◆ WORK TO BE COMPLETED: Return only these lines: the one that contains "Each instance of the car side" and every line after it through the end of the listing, exactly, without pictures.

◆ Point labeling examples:
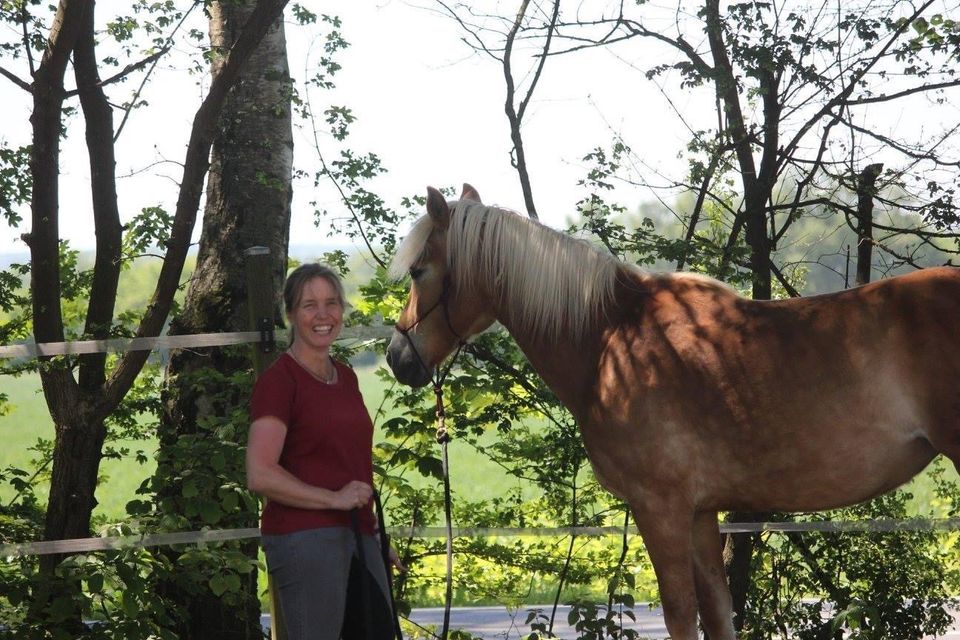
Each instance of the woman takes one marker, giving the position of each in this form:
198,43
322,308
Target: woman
310,455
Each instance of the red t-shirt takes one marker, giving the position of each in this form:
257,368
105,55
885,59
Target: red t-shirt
329,440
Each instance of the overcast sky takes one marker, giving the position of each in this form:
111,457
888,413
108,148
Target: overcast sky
426,104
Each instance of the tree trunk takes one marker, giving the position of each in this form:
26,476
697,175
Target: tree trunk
757,181
248,204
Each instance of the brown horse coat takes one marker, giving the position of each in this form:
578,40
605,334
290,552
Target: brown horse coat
692,399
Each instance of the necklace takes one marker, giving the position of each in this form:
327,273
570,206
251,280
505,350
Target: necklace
332,379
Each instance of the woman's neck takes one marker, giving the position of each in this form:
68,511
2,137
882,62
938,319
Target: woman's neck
317,362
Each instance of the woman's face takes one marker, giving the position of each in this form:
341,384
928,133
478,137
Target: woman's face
318,316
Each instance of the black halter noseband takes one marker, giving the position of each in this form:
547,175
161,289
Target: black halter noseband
439,375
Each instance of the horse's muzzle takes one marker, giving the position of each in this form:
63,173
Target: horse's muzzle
407,367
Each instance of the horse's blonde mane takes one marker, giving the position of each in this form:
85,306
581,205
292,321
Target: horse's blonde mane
551,284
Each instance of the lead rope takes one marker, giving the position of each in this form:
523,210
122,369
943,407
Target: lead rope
443,438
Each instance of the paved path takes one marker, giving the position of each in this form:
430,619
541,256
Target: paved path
500,623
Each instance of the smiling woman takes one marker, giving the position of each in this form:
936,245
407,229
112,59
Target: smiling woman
310,455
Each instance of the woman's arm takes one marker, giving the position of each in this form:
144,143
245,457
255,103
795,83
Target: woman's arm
266,477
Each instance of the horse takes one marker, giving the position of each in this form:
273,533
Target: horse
690,398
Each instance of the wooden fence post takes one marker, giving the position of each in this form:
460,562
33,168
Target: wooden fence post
260,311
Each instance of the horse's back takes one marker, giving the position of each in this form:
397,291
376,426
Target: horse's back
797,404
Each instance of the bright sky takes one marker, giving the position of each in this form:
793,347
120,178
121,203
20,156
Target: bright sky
429,106
426,104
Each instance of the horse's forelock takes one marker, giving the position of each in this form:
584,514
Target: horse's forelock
412,247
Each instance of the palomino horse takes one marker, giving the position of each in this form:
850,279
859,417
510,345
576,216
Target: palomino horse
692,399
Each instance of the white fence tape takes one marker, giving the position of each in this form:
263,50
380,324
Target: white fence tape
199,340
86,545
81,545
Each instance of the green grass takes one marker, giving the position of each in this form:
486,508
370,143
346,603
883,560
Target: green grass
473,477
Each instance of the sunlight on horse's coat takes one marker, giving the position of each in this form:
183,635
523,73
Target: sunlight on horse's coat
692,399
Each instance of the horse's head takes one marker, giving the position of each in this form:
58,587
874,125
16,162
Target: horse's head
438,315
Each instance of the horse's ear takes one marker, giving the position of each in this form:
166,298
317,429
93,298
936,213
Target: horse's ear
437,208
469,193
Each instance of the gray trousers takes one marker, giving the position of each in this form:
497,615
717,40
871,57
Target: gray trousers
311,572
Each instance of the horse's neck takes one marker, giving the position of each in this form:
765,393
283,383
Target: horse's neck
569,368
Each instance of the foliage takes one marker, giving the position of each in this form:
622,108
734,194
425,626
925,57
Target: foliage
870,585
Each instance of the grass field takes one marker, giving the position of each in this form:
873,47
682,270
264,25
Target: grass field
473,477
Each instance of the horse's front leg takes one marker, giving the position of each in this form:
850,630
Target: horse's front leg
713,592
668,537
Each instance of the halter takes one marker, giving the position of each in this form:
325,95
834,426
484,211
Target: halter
439,376
441,373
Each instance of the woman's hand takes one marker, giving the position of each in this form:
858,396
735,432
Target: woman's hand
395,560
353,495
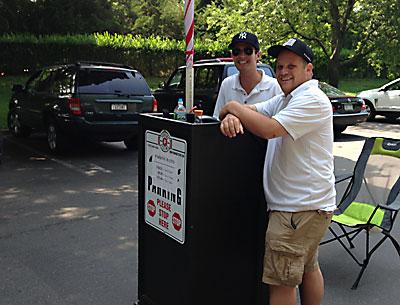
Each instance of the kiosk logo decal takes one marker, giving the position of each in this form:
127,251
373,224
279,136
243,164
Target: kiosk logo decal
165,141
165,183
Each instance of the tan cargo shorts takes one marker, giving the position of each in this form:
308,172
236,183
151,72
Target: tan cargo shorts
291,245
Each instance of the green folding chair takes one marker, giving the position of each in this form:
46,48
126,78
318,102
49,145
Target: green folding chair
371,200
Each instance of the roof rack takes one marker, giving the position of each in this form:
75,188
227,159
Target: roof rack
221,59
100,63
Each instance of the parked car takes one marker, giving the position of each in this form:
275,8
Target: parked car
384,100
99,101
347,110
208,76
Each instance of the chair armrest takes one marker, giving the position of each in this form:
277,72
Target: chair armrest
343,177
394,206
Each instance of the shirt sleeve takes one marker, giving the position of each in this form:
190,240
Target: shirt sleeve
268,107
304,114
221,101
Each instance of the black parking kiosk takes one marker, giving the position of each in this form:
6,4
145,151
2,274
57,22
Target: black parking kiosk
202,215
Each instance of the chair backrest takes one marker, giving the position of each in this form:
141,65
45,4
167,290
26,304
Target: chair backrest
376,177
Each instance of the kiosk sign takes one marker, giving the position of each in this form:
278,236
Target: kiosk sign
165,183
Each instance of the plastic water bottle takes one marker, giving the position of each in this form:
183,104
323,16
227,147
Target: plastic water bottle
180,111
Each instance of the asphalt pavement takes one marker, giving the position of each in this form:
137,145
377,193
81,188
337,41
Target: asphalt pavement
68,227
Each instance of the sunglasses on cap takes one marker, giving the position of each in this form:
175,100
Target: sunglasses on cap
247,51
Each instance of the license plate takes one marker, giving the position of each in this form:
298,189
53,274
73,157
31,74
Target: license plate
119,107
348,107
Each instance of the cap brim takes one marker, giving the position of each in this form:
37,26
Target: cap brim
275,50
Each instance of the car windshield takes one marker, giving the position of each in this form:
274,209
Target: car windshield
233,70
330,90
112,82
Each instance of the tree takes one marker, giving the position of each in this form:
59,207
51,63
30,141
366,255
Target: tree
158,17
341,32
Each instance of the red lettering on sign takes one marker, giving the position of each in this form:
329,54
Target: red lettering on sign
177,221
163,214
164,205
163,223
151,208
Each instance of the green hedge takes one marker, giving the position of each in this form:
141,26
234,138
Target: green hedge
153,56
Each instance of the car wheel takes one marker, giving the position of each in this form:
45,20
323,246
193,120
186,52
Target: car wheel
55,140
371,110
15,126
339,129
131,143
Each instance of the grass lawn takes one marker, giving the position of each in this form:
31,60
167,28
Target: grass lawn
351,86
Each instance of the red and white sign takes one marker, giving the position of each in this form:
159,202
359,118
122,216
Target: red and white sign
165,183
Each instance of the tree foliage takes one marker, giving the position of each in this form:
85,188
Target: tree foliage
341,32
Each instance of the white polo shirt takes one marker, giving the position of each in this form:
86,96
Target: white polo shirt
232,90
298,169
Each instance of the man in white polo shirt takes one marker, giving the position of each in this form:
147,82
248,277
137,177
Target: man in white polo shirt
250,85
298,173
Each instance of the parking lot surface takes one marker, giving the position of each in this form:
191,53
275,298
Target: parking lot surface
68,227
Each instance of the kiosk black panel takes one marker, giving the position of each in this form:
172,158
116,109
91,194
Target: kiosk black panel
202,215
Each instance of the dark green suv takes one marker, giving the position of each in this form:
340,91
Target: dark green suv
99,101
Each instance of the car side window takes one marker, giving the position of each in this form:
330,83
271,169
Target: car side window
63,82
395,86
43,82
32,82
177,81
206,78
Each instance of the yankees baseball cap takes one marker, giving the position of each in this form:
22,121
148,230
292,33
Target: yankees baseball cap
245,37
294,45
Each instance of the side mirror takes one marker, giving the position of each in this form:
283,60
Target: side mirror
17,88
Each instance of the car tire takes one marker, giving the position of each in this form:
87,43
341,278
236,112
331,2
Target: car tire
372,112
391,117
131,143
15,126
55,139
339,129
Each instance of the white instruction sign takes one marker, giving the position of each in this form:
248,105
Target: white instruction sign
165,183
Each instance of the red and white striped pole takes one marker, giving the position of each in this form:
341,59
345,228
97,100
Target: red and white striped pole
189,32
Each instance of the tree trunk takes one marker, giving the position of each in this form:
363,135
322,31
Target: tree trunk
333,71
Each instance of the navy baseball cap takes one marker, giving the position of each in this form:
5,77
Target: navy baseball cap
293,45
245,37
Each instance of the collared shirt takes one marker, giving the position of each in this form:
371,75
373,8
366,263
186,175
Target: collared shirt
232,90
298,169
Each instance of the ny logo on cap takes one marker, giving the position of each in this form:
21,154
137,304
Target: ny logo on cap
290,42
242,35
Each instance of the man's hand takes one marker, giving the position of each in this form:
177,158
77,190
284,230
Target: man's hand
231,126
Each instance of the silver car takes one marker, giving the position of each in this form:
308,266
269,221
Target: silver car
384,100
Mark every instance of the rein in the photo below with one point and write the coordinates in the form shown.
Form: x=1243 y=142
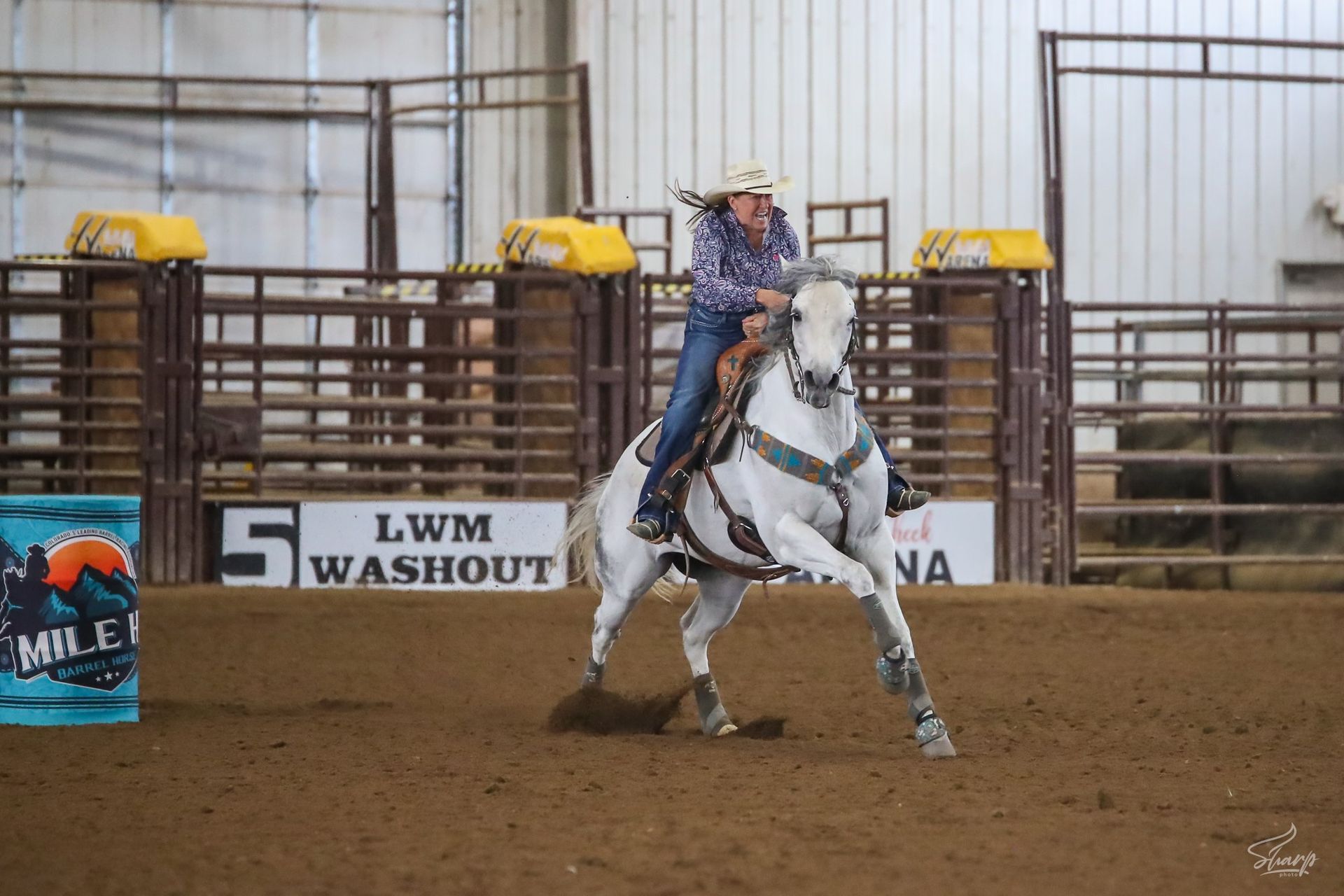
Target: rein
x=794 y=365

◆ THE RESULT:
Each instance of the car side window takes one marker, giving the position of each in this form:
330,83
271,169
Target: car side window
63,82
395,86
43,82
32,82
177,81
206,78
Each instance of the yankees baseball cap takes one marker, giving the position of each in this form:
22,121
148,230
292,33
Target: yankees baseball cap
245,37
294,45
Each instance of the side mirror takes one marker, giving the position of each in this form:
283,60
Target: side mirror
17,88
Each instance of the car tire takes one marker, giving the position of each in this form:
87,43
341,278
236,112
331,2
Target: car tire
372,112
391,117
131,143
15,126
55,139
339,129
Each instance of the white instruction sign takes one marker, giving the position of each in this form:
248,105
Target: white instruction sign
165,183
Each instance of the red and white striped pole takes one marker, giving the position of each in this form:
341,59
345,228
97,100
Target: red and white striped pole
189,32
Each instance of the tree trunk takes one marker, giving the position of each in this form:
363,135
322,31
Target: tree trunk
333,71
Each instance of the navy baseball cap takes one marker, giving the position of each in this form:
5,77
Target: navy baseball cap
293,45
245,37
Each instance of the collared shirt takes one marker, giving the position of each in this form:
371,75
373,8
366,263
186,175
Target: collared shirt
232,90
298,169
Each instance of the ny logo on cap takes one marker, giving the position of each in this form:
21,154
137,304
Target: ny logo on cap
290,42
242,35
Each instance of the man's hand takes one marker, giving the position of each in this form:
177,158
77,190
284,230
Target: man's hand
231,126
Each instance of the silver car takes one marker, giving the position of each in this form:
308,266
269,221
Target: silver car
384,100
Mark every instance of the rein in the photo below with one point and write the coordinates in the form shown.
Form: x=1243 y=142
Target: rein
x=794 y=365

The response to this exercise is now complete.